→ Exercise aim
Which rows below contain the word "blinds"? Show each of them in full.
-.-.-
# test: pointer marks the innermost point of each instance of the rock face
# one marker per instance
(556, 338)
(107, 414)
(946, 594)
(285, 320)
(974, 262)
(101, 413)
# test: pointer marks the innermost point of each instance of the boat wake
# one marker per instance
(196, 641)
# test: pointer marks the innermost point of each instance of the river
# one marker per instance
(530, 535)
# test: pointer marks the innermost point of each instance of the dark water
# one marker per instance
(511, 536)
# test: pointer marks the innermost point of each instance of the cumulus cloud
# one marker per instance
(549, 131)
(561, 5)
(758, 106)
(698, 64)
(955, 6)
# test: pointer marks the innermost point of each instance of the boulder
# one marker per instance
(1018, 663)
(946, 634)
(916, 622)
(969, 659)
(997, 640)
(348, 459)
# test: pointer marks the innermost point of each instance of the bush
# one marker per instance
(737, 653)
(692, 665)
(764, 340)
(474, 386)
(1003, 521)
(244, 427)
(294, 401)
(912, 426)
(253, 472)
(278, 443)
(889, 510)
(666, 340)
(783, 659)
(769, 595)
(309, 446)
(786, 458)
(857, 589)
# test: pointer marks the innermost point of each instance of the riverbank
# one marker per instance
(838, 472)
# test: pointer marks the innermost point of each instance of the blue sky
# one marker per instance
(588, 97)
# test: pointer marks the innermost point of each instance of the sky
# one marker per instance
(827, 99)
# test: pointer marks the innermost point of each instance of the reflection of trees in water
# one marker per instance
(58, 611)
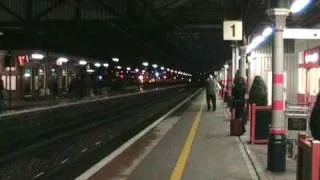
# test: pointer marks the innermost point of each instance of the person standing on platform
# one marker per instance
(212, 87)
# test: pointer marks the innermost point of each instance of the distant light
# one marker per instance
(267, 32)
(82, 62)
(141, 78)
(299, 5)
(37, 56)
(145, 64)
(115, 59)
(106, 65)
(63, 59)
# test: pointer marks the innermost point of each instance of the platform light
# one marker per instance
(267, 32)
(299, 5)
(105, 65)
(259, 39)
(157, 74)
(145, 64)
(63, 59)
(140, 78)
(115, 59)
(90, 70)
(83, 62)
(37, 56)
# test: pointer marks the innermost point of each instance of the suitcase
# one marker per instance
(236, 127)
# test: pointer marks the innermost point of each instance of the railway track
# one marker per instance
(66, 152)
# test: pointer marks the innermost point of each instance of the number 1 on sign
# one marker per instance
(233, 30)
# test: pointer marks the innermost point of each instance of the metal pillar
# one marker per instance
(233, 63)
(243, 50)
(277, 140)
(249, 79)
(237, 63)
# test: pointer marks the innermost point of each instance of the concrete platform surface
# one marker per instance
(258, 153)
(193, 144)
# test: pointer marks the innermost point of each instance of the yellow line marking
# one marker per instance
(182, 161)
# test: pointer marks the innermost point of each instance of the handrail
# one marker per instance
(86, 101)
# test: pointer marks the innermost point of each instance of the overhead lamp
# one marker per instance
(37, 56)
(82, 62)
(61, 60)
(145, 64)
(267, 32)
(106, 65)
(115, 59)
(157, 74)
(299, 5)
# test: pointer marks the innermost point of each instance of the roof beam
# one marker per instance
(49, 9)
(203, 26)
(10, 11)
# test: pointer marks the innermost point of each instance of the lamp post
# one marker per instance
(243, 50)
(277, 138)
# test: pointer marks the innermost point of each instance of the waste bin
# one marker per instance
(277, 153)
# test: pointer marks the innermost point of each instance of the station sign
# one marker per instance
(312, 56)
(232, 30)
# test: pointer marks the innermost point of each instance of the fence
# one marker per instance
(308, 164)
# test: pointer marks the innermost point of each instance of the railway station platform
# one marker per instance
(192, 143)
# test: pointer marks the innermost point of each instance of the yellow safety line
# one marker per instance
(184, 155)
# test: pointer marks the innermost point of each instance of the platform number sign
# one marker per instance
(232, 30)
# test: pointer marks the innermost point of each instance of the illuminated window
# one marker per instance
(301, 80)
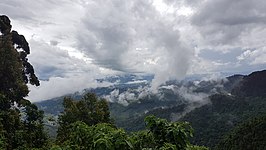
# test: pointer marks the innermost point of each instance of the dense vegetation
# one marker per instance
(21, 124)
(86, 124)
(249, 135)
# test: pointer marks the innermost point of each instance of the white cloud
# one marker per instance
(81, 38)
(254, 57)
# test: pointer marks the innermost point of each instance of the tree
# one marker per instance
(249, 135)
(15, 70)
(169, 134)
(90, 110)
(21, 121)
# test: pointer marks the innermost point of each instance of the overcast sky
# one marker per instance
(73, 42)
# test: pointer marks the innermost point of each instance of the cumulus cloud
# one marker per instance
(135, 37)
(257, 56)
(226, 23)
(166, 38)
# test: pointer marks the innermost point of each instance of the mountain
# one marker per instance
(213, 107)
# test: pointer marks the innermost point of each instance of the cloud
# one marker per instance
(166, 38)
(255, 57)
(134, 37)
(226, 23)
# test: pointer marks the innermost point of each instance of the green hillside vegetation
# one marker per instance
(84, 124)
(249, 135)
(229, 121)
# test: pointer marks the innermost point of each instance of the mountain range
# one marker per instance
(213, 107)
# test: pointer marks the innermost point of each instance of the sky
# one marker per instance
(74, 42)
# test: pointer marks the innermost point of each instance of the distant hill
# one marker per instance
(247, 100)
(252, 85)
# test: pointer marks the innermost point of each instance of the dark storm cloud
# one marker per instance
(226, 22)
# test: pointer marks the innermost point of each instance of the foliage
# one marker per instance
(20, 121)
(89, 110)
(250, 135)
(101, 136)
(160, 135)
(175, 133)
(211, 122)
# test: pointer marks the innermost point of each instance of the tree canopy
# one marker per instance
(21, 125)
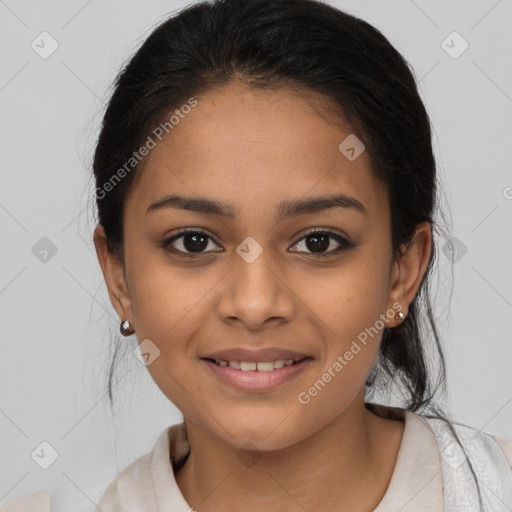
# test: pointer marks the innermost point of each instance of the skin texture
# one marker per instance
(251, 150)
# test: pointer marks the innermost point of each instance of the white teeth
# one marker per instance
(262, 366)
(265, 366)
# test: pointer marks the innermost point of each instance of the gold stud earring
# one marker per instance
(126, 329)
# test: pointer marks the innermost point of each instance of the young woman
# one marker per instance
(266, 193)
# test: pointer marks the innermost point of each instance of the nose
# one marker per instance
(256, 294)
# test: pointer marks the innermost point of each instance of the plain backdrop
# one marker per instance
(57, 325)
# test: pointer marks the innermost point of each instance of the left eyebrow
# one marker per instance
(285, 209)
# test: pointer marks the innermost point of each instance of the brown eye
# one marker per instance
(188, 242)
(319, 241)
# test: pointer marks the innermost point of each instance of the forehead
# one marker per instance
(254, 147)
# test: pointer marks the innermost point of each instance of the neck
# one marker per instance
(345, 466)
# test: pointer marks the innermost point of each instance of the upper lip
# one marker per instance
(258, 356)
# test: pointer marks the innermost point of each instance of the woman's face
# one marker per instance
(255, 279)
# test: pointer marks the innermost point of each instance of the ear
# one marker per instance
(409, 267)
(114, 275)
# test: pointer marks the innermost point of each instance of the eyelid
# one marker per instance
(341, 239)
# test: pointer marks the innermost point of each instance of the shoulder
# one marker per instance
(506, 446)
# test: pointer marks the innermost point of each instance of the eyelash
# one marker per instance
(344, 243)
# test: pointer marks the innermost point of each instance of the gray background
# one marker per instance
(57, 324)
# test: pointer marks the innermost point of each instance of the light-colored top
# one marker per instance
(149, 484)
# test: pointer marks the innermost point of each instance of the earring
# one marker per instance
(126, 329)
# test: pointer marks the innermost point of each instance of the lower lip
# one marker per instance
(254, 380)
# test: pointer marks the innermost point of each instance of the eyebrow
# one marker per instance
(285, 209)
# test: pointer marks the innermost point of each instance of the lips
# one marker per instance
(257, 356)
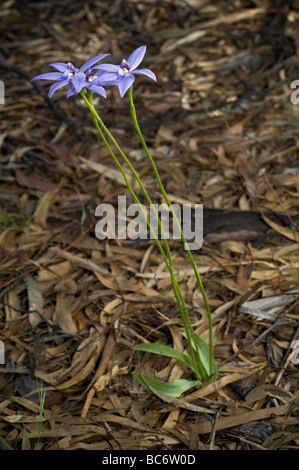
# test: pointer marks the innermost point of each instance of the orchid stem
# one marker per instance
(160, 184)
(178, 295)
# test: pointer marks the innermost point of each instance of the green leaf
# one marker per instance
(164, 350)
(204, 351)
(172, 389)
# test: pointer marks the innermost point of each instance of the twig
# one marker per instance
(106, 356)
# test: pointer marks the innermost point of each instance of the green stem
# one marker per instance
(154, 167)
(179, 298)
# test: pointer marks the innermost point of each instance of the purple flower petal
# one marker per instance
(91, 62)
(57, 85)
(146, 72)
(48, 76)
(125, 83)
(60, 66)
(107, 67)
(136, 57)
(78, 81)
(71, 91)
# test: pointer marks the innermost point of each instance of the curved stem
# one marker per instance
(179, 298)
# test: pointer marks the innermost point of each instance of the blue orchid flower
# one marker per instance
(68, 74)
(123, 75)
(102, 78)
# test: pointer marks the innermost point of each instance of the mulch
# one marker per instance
(224, 132)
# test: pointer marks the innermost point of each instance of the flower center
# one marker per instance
(89, 75)
(70, 71)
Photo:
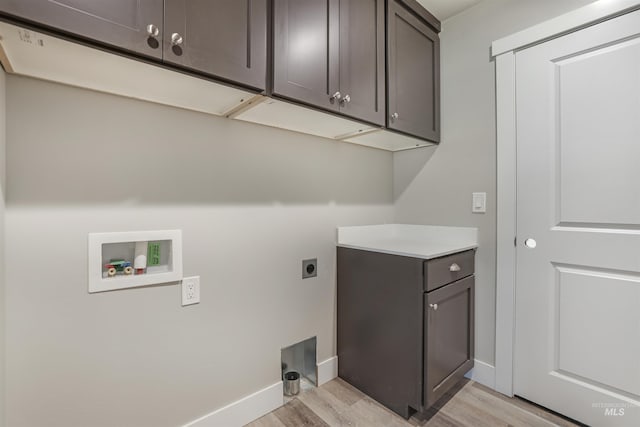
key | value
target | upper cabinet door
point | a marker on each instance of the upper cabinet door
(449, 337)
(362, 71)
(306, 56)
(225, 38)
(413, 75)
(134, 25)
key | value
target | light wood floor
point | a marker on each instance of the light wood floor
(337, 403)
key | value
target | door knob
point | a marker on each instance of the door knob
(153, 30)
(176, 39)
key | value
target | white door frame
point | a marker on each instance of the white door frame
(503, 51)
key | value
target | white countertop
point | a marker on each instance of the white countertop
(418, 241)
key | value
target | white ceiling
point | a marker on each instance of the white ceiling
(443, 9)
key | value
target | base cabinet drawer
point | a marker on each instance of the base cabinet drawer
(448, 341)
(447, 269)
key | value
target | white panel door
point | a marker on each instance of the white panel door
(577, 343)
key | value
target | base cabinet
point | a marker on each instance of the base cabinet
(400, 341)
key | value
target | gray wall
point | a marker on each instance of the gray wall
(434, 186)
(252, 203)
(2, 242)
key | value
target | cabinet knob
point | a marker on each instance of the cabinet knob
(153, 30)
(176, 39)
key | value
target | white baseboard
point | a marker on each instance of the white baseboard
(327, 370)
(483, 373)
(245, 410)
(260, 403)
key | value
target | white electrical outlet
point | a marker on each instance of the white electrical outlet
(479, 204)
(190, 290)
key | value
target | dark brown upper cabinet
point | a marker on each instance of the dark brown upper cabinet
(224, 38)
(449, 337)
(330, 54)
(134, 25)
(413, 76)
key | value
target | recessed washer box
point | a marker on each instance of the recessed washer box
(113, 256)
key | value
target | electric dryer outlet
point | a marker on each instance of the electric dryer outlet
(190, 290)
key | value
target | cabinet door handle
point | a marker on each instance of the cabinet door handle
(176, 39)
(153, 30)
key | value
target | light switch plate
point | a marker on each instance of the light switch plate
(479, 203)
(190, 290)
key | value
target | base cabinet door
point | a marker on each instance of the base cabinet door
(224, 38)
(362, 61)
(449, 331)
(134, 25)
(413, 51)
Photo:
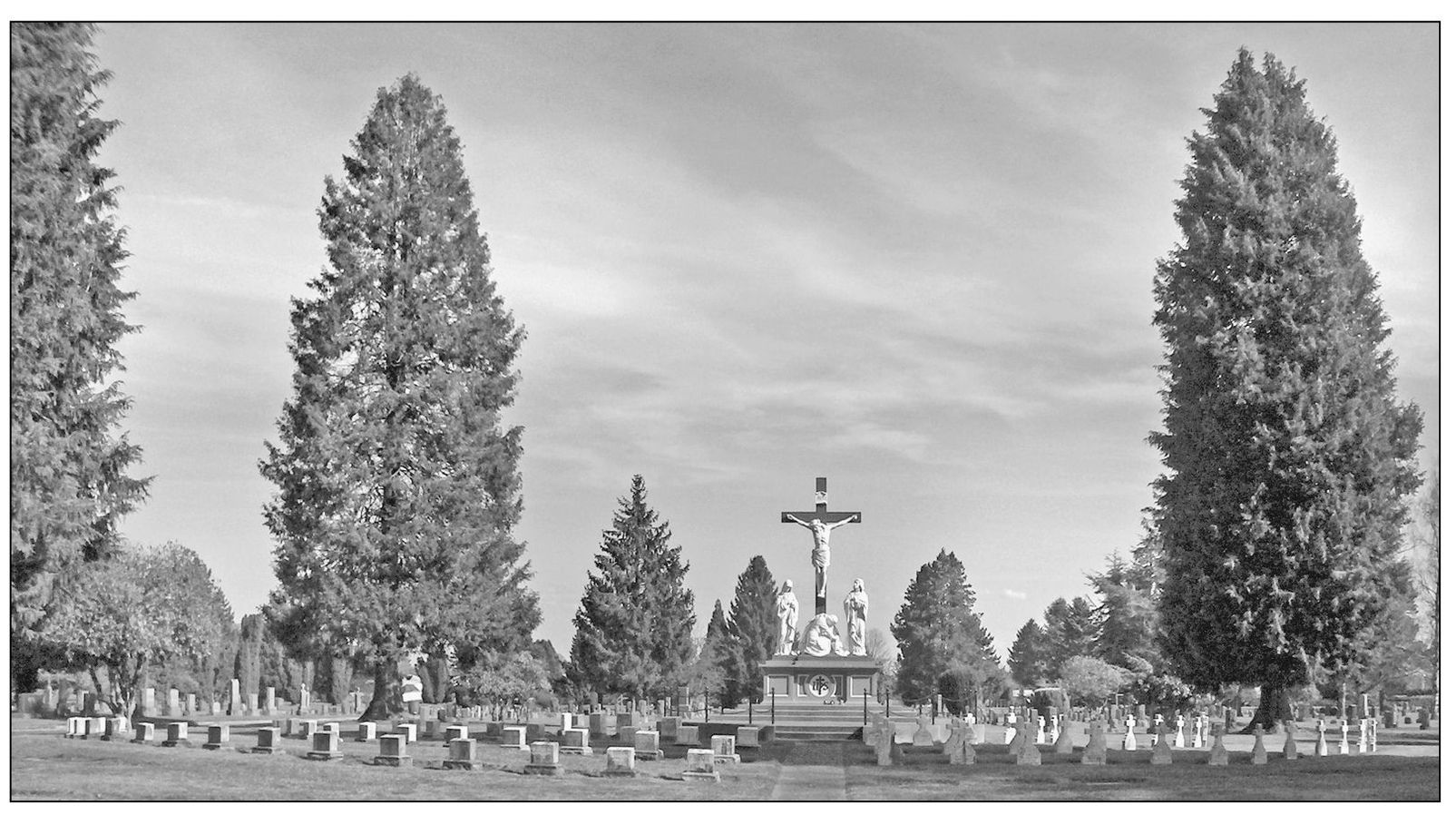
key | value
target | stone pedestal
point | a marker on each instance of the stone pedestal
(394, 751)
(621, 761)
(700, 767)
(545, 759)
(217, 737)
(325, 745)
(462, 754)
(269, 741)
(818, 679)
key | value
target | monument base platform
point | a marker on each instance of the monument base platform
(820, 679)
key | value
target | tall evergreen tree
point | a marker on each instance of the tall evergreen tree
(721, 658)
(938, 629)
(753, 624)
(635, 624)
(1028, 658)
(69, 480)
(397, 486)
(1287, 456)
(1070, 631)
(1128, 616)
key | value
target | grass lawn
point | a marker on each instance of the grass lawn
(45, 766)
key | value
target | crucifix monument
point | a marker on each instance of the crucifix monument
(820, 521)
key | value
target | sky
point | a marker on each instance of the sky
(914, 260)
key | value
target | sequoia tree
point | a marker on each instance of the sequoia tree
(397, 485)
(635, 624)
(1287, 456)
(69, 463)
(755, 624)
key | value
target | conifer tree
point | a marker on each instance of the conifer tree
(938, 629)
(69, 463)
(753, 624)
(1028, 657)
(1287, 456)
(721, 658)
(397, 485)
(635, 622)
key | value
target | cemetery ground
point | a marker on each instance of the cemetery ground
(48, 766)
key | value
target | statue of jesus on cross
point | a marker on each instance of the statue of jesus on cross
(820, 523)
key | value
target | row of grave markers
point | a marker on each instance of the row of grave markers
(1024, 738)
(545, 756)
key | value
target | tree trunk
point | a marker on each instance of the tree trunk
(1275, 708)
(386, 693)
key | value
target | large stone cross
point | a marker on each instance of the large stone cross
(820, 521)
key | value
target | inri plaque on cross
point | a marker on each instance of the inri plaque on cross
(820, 521)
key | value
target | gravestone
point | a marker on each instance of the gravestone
(269, 741)
(325, 745)
(513, 738)
(1162, 750)
(1063, 742)
(394, 751)
(726, 750)
(922, 734)
(645, 745)
(115, 728)
(1018, 740)
(1217, 754)
(621, 760)
(1028, 752)
(545, 759)
(700, 766)
(462, 754)
(1290, 749)
(177, 735)
(217, 737)
(597, 723)
(1095, 751)
(574, 741)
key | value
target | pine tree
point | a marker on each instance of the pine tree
(1287, 457)
(635, 624)
(69, 465)
(938, 629)
(1028, 657)
(1070, 631)
(1128, 616)
(721, 658)
(755, 624)
(397, 486)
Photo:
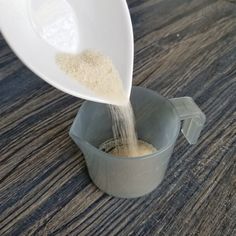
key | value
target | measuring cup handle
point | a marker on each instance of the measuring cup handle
(191, 115)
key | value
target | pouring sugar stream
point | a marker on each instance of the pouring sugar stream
(45, 27)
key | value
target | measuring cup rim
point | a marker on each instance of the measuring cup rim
(155, 154)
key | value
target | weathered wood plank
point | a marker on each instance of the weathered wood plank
(182, 48)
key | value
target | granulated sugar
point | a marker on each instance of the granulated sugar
(124, 128)
(96, 72)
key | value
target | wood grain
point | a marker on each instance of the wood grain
(182, 48)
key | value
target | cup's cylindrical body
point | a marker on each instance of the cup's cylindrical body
(156, 122)
(127, 178)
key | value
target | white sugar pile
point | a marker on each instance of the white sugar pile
(96, 72)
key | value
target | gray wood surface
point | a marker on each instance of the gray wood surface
(182, 48)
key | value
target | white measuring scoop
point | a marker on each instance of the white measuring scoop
(38, 29)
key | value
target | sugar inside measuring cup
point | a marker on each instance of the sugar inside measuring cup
(37, 30)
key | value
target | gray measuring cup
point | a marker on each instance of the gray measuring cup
(158, 122)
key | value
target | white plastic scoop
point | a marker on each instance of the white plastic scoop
(38, 29)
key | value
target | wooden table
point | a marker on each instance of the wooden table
(182, 48)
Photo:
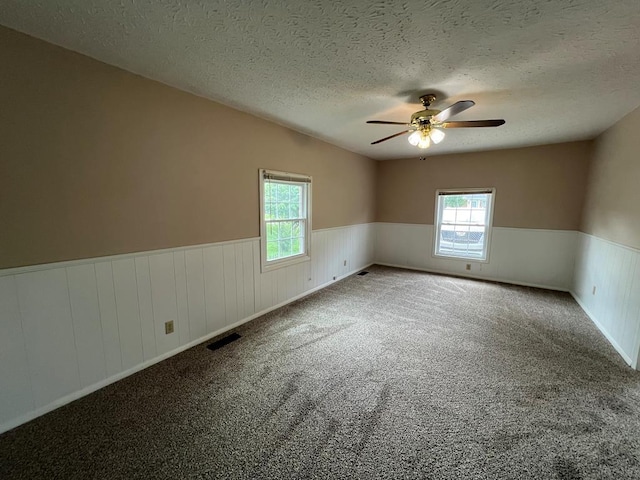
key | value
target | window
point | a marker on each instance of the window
(285, 218)
(463, 223)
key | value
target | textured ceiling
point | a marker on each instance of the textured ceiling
(556, 70)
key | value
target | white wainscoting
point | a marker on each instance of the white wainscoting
(71, 328)
(613, 270)
(539, 258)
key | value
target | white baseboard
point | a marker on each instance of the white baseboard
(604, 331)
(476, 277)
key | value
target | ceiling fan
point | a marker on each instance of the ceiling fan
(426, 124)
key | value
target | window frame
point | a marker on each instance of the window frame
(291, 178)
(488, 223)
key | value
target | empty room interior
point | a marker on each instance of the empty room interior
(320, 239)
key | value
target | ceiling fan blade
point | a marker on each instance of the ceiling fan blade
(454, 109)
(383, 122)
(473, 123)
(390, 137)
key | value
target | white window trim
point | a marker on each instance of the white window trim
(266, 266)
(488, 227)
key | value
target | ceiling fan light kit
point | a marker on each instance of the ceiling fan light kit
(425, 125)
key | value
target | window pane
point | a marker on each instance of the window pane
(296, 246)
(285, 247)
(272, 232)
(462, 225)
(283, 192)
(272, 250)
(281, 202)
(294, 210)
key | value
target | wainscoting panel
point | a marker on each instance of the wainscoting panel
(542, 258)
(48, 333)
(85, 310)
(16, 395)
(73, 327)
(607, 286)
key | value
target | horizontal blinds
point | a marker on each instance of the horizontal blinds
(464, 192)
(286, 177)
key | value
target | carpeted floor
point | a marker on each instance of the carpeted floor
(392, 375)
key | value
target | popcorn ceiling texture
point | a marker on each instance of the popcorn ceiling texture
(555, 70)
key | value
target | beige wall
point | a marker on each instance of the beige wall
(536, 187)
(612, 208)
(98, 161)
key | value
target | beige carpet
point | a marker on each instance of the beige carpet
(391, 375)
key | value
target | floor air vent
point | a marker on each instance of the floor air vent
(223, 341)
-.-.-
→ Finished exercise
target | horizontal blinds
point | a marker on each instance of the horizontal blinds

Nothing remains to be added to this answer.